▶ **Action item**:
Format the rows from their start through the line containing "positive clicks: (551, 199)", both ends included, as a JSON list of strings with one string per line. Skip blank lines and leave out the pictures.

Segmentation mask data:
---
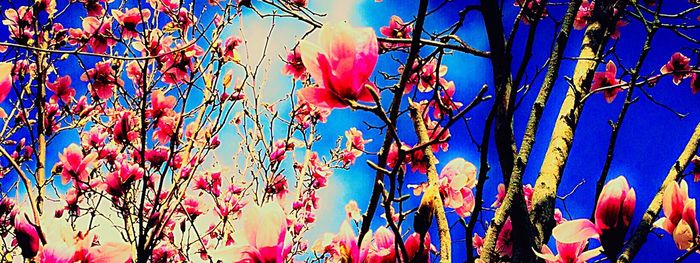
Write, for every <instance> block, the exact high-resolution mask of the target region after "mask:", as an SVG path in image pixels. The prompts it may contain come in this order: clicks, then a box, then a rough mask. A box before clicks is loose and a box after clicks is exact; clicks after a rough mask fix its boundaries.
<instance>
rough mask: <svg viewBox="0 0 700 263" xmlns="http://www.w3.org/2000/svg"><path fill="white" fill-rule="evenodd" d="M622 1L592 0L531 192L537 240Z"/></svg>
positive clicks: (551, 199)
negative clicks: (586, 17)
mask: <svg viewBox="0 0 700 263" xmlns="http://www.w3.org/2000/svg"><path fill="white" fill-rule="evenodd" d="M625 4H626V1H620V2H618V1H612V0H606V1H596V6H595V9H594V11H593V13H594V14H595V20H594V21H592V22H591V23H590V24H589V25H588V28H587V29H586V33H585V36H584V39H583V42H582V44H581V52H580V54H579V60H578V62H577V64H576V68H575V70H574V77H573V80H572V83H570V87H569V89H568V91H567V93H566V97H565V98H564V102H563V103H562V106H561V109H560V111H559V116H558V118H557V121H556V124H555V126H554V131H553V132H552V137H551V140H550V143H549V146H548V148H547V152H546V154H545V158H544V162H543V163H542V167H541V169H540V174H539V176H538V177H537V181H536V183H535V190H534V193H533V196H532V213H531V214H530V219H531V221H532V223H533V225H534V227H535V228H536V230H537V233H536V234H537V237H536V238H537V240H540V241H541V242H543V243H544V242H546V241H547V240H549V237H550V235H551V232H552V228H553V227H554V225H555V222H554V217H553V215H554V203H555V200H556V194H557V188H558V187H559V183H560V182H561V179H562V174H563V171H564V167H565V165H566V161H567V159H568V157H569V152H570V151H571V145H572V144H573V140H574V132H575V131H576V126H577V124H578V121H579V118H580V116H581V112H582V110H583V101H582V98H583V96H585V95H586V94H587V93H588V92H589V90H590V85H591V80H592V78H593V73H595V70H596V68H597V67H598V64H599V63H600V60H601V59H602V57H603V53H604V50H605V45H606V43H607V42H608V40H609V38H610V35H611V33H612V32H613V30H614V29H615V24H616V23H617V21H618V20H619V14H618V15H613V9H614V8H618V9H619V10H622V9H624V5H625ZM618 13H620V12H618Z"/></svg>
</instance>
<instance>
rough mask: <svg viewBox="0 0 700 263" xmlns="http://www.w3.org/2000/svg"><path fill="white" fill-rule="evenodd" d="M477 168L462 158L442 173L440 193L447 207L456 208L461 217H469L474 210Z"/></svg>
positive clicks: (453, 163) (455, 161)
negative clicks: (473, 192)
mask: <svg viewBox="0 0 700 263" xmlns="http://www.w3.org/2000/svg"><path fill="white" fill-rule="evenodd" d="M475 186H476V166H474V165H473V164H472V163H470V162H467V161H466V160H464V159H462V158H456V159H454V160H452V161H450V162H449V163H447V165H445V167H444V168H442V171H441V172H440V193H441V195H443V197H444V198H445V206H446V207H449V208H454V209H455V211H456V212H457V214H458V215H459V216H461V217H468V216H469V215H471V212H472V210H473V209H474V194H473V193H472V188H474V187H475Z"/></svg>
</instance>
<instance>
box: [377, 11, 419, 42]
mask: <svg viewBox="0 0 700 263" xmlns="http://www.w3.org/2000/svg"><path fill="white" fill-rule="evenodd" d="M412 31H413V27H412V26H411V25H409V24H406V23H404V22H403V20H402V19H401V17H399V16H391V19H389V25H388V26H383V27H381V28H380V29H379V32H381V33H382V35H384V36H386V37H389V38H401V39H411V32H412ZM410 45H411V44H410V43H383V46H384V47H385V48H394V47H407V46H410Z"/></svg>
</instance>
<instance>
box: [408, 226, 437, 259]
mask: <svg viewBox="0 0 700 263" xmlns="http://www.w3.org/2000/svg"><path fill="white" fill-rule="evenodd" d="M420 239H421V238H420V234H418V233H415V232H414V233H413V234H411V235H410V236H408V238H406V242H404V246H405V247H406V254H408V261H407V262H425V263H430V251H435V247H433V245H432V243H430V234H429V233H426V234H425V238H424V239H423V247H421V246H420V244H421V240H420Z"/></svg>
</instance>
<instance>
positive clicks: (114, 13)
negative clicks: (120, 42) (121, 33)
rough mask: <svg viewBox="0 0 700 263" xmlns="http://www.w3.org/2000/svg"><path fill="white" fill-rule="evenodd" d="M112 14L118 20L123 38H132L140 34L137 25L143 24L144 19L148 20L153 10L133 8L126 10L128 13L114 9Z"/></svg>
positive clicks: (126, 38) (118, 22)
mask: <svg viewBox="0 0 700 263" xmlns="http://www.w3.org/2000/svg"><path fill="white" fill-rule="evenodd" d="M112 16H114V18H115V19H116V20H117V23H119V25H120V26H121V29H122V38H124V39H130V38H136V37H138V36H139V34H138V31H136V26H138V25H139V24H141V22H143V21H148V18H149V17H151V10H148V9H145V8H144V9H139V8H132V9H128V10H126V13H124V12H122V11H119V10H116V9H115V10H112Z"/></svg>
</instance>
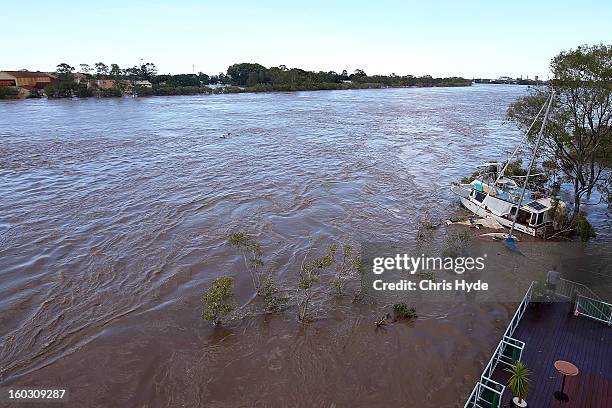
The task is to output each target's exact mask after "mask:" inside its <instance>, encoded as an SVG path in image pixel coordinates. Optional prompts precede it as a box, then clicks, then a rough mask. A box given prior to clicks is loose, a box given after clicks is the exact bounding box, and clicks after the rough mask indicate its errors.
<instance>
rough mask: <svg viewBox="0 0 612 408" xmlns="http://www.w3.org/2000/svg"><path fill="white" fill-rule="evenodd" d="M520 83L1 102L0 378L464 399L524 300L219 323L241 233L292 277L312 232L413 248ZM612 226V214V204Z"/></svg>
mask: <svg viewBox="0 0 612 408" xmlns="http://www.w3.org/2000/svg"><path fill="white" fill-rule="evenodd" d="M525 92H526V88H525V87H522V86H473V87H468V88H433V89H386V90H355V91H320V92H296V93H274V94H239V95H212V96H201V97H200V96H188V97H167V98H166V97H151V98H140V99H132V98H123V99H107V100H96V99H90V100H56V101H46V100H27V101H9V102H0V311H1V313H0V342H1V350H0V385H3V386H7V385H21V386H26V385H45V386H56V387H59V386H61V387H67V388H68V389H69V390H70V401H69V403H68V404H67V406H74V407H94V406H100V407H182V406H185V407H192V406H207V407H243V406H244V407H246V406H262V407H263V406H337V407H344V406H351V407H360V406H387V407H391V406H415V407H416V406H418V407H452V406H457V405H459V404H461V406H463V402H464V400H465V398H466V397H467V395H468V394H469V392H470V391H471V388H472V387H473V385H474V383H475V381H476V378H478V376H479V375H480V371H481V370H482V367H483V365H484V364H485V362H486V361H487V360H488V358H489V356H490V353H491V352H492V350H493V348H494V347H495V345H496V343H497V342H498V341H499V337H500V335H501V333H502V332H503V330H504V328H505V325H506V324H507V322H508V320H509V318H510V317H511V315H512V313H513V308H514V305H511V304H508V305H501V304H472V305H469V306H465V307H456V305H455V306H451V305H441V306H440V307H439V308H437V309H435V308H434V309H431V310H426V311H424V313H423V314H422V315H421V316H420V317H419V319H418V320H416V321H414V322H411V323H407V324H394V325H390V326H389V327H387V328H386V329H384V330H375V328H374V325H373V322H374V320H375V319H376V317H377V316H379V315H380V312H381V307H380V305H373V304H360V303H353V302H352V296H351V294H349V295H347V296H345V297H343V298H341V299H336V298H333V297H329V296H328V297H327V298H325V297H324V296H323V297H321V300H320V301H319V303H318V304H317V305H316V306H315V312H316V318H315V320H314V321H313V322H312V323H309V324H307V325H302V324H300V323H298V322H297V320H296V312H295V308H293V307H290V308H289V309H288V310H286V311H285V312H283V313H280V314H277V315H272V316H264V315H262V314H257V313H252V314H250V315H248V316H246V317H244V318H242V319H236V320H233V321H231V322H229V323H228V324H227V325H226V326H224V327H218V328H213V327H211V325H210V324H209V323H208V322H206V321H203V320H202V318H201V317H200V314H201V302H200V299H199V298H200V296H201V295H202V294H203V293H204V292H205V291H206V290H207V288H208V287H210V284H211V282H212V280H213V279H214V278H216V277H218V276H221V275H232V276H234V277H235V280H236V287H235V294H236V303H237V304H239V305H244V304H247V303H249V302H250V301H251V300H252V297H253V294H252V292H253V290H252V286H251V280H250V277H249V275H248V273H246V272H245V271H244V264H243V260H242V257H241V256H240V254H239V253H237V251H236V250H235V249H234V248H232V247H231V246H230V245H228V244H227V237H228V234H229V233H230V232H232V231H238V230H240V231H245V232H248V233H250V234H253V235H255V236H256V237H257V239H258V240H259V241H260V242H261V244H262V246H263V249H264V252H265V255H264V261H265V263H266V264H265V267H266V268H268V269H269V270H270V271H272V273H273V274H274V276H275V277H276V278H277V279H278V281H279V283H280V286H281V287H283V288H285V289H286V288H295V287H296V282H297V272H298V269H299V267H300V262H301V259H302V257H303V256H304V253H305V251H306V249H307V247H308V246H309V239H308V236H309V235H310V236H314V237H317V238H318V239H320V240H321V242H331V241H332V240H335V241H342V242H344V241H346V242H351V243H353V244H359V243H360V242H366V241H384V240H407V239H412V238H413V237H414V235H415V232H416V228H417V221H418V214H420V213H422V212H423V211H428V212H429V213H430V215H431V216H432V217H434V218H439V219H444V218H445V217H448V216H450V215H451V214H453V213H456V211H457V208H458V200H457V199H456V197H454V196H452V194H451V193H450V192H449V190H448V186H449V183H450V182H451V181H454V180H458V179H460V178H461V177H462V176H463V175H466V174H468V173H471V172H472V171H473V167H474V164H475V163H480V162H482V161H484V160H489V159H494V158H500V159H505V158H506V152H507V151H508V150H510V149H511V148H512V147H514V145H515V144H516V143H517V141H518V140H520V137H521V135H520V134H519V133H518V131H516V130H515V128H514V127H513V126H512V125H511V124H504V113H505V110H506V108H507V107H508V105H509V103H511V102H512V101H513V100H515V99H516V98H517V97H519V96H521V95H523V94H524V93H525ZM599 217H600V218H599V221H600V224H602V225H604V226H607V228H609V226H610V223H609V218H606V217H608V216H607V215H606V214H604V215H601V214H600V216H599Z"/></svg>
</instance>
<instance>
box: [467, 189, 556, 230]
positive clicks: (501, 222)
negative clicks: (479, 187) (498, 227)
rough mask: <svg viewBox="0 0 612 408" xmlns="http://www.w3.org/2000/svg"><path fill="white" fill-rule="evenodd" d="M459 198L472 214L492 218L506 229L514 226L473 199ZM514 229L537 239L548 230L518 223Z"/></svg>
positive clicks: (539, 227) (498, 215)
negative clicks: (471, 199) (473, 200)
mask: <svg viewBox="0 0 612 408" xmlns="http://www.w3.org/2000/svg"><path fill="white" fill-rule="evenodd" d="M459 198H460V200H461V204H462V205H463V206H464V207H465V208H466V209H468V210H469V211H471V212H472V213H474V214H476V215H478V216H479V217H483V218H492V219H494V220H495V221H497V222H499V223H500V224H501V225H503V226H504V227H506V228H510V227H511V226H512V220H510V219H508V218H505V217H501V216H499V215H495V214H493V213H491V212H490V211H487V210H485V208H484V207H483V206H482V205H480V204H479V203H476V202H474V201H472V200H471V199H470V198H471V197H463V196H460V197H459ZM514 229H515V230H516V231H520V232H522V233H523V234H527V235H531V236H534V237H535V236H541V235H543V234H544V231H545V229H546V228H545V227H539V228H532V227H528V226H526V225H523V224H519V223H516V224H515V225H514Z"/></svg>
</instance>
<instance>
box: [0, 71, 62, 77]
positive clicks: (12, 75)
mask: <svg viewBox="0 0 612 408" xmlns="http://www.w3.org/2000/svg"><path fill="white" fill-rule="evenodd" d="M0 72H1V73H5V74H9V75H11V76H13V77H15V78H38V77H51V78H55V76H54V75H51V74H49V73H47V72H40V71H36V72H32V71H0Z"/></svg>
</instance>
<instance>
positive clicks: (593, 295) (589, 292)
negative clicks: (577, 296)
mask: <svg viewBox="0 0 612 408" xmlns="http://www.w3.org/2000/svg"><path fill="white" fill-rule="evenodd" d="M555 294H556V295H559V296H562V297H564V298H567V299H568V300H572V299H574V296H575V295H582V296H587V297H590V298H592V299H596V300H598V301H602V299H601V298H600V297H599V296H598V295H597V293H595V292H593V291H592V290H591V289H590V288H589V287H588V286H586V285H583V284H582V283H578V282H574V281H570V280H567V279H563V278H560V279H559V283H558V285H557V288H556V291H555Z"/></svg>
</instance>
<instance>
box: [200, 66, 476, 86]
mask: <svg viewBox="0 0 612 408" xmlns="http://www.w3.org/2000/svg"><path fill="white" fill-rule="evenodd" d="M227 76H228V77H230V78H231V83H232V84H233V85H236V86H241V87H246V88H247V89H248V90H249V92H267V91H300V90H319V89H320V90H322V89H361V88H382V87H408V86H467V85H471V81H470V80H466V79H463V78H432V77H431V76H429V75H426V76H423V77H419V78H417V77H414V76H412V75H406V76H397V75H391V76H384V75H374V76H368V75H367V74H366V73H365V72H364V71H363V70H361V69H357V70H355V73H354V74H351V75H348V74H347V73H346V70H345V71H343V72H342V73H341V74H338V73H336V72H334V71H327V72H326V71H319V72H313V71H306V70H303V69H300V68H287V67H286V66H284V65H280V66H278V67H271V68H266V67H264V66H263V65H261V64H254V63H241V64H234V65H231V66H230V67H229V68H228V69H227ZM216 80H217V79H216V78H214V77H213V78H211V82H212V81H216ZM348 81H350V82H348Z"/></svg>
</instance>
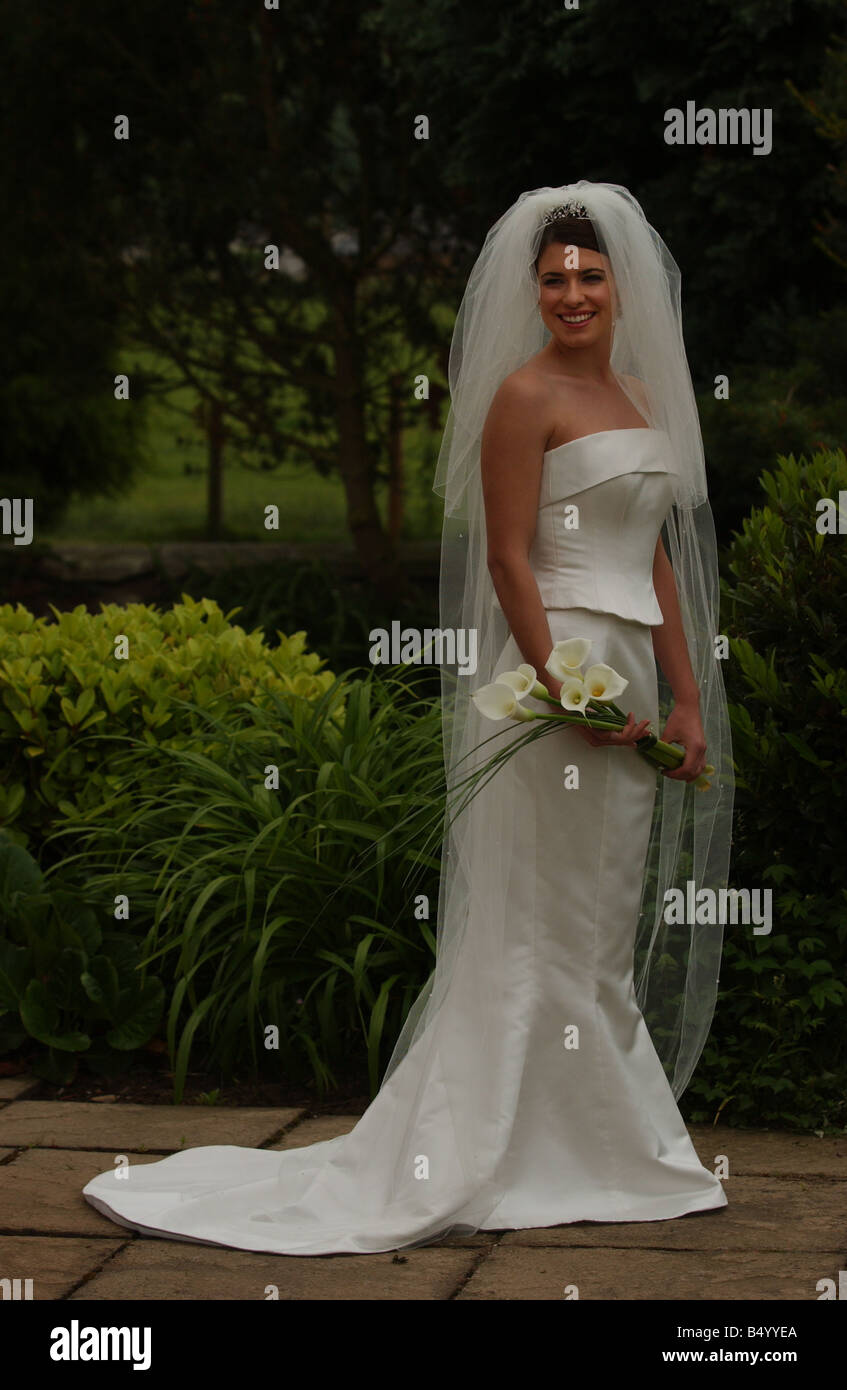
---
▶ **Exercise output**:
[
  "Write, for every <instance> block, the exact high-resolution mask of the target region after \"mask:\", as an SVG path in image pixels. The prompts it may contain come in this order: clicks, then a box, then a rough mask. A box before clicks is loose and a box after clicks is exact; clicks after a rough mask fix its boundaries.",
  "<instance>",
  "rough mask: <svg viewBox=\"0 0 700 263\" xmlns=\"http://www.w3.org/2000/svg\"><path fill=\"white\" fill-rule=\"evenodd\" d=\"M622 1L592 0L531 192L537 240Z\"/></svg>",
  "positive clicks: (551, 199)"
]